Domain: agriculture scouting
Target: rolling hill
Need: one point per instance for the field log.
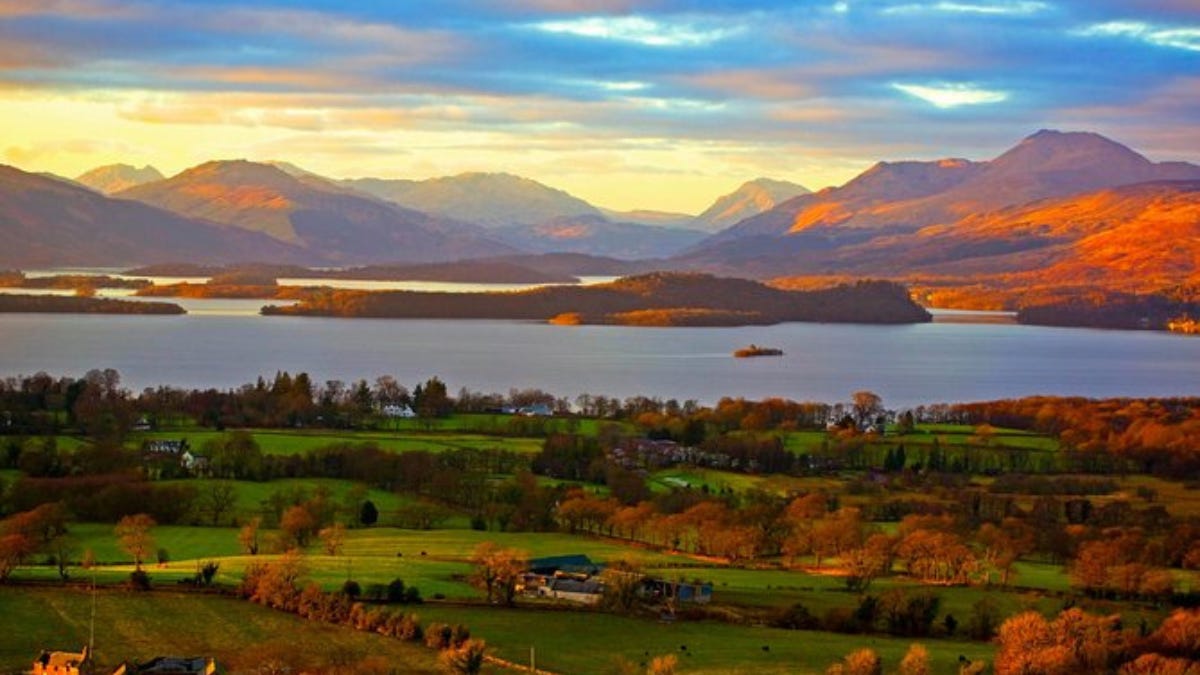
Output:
(113, 178)
(49, 222)
(489, 199)
(330, 223)
(597, 236)
(750, 199)
(1027, 209)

════

▶ Work order
None of the images should be copied, but every entry must be given again exactly.

▶ Answer
Domain: agriculture scouting
Target: rolling hill
Need: one point per instance for the field log.
Output:
(113, 178)
(49, 222)
(489, 199)
(330, 223)
(597, 236)
(750, 199)
(1027, 209)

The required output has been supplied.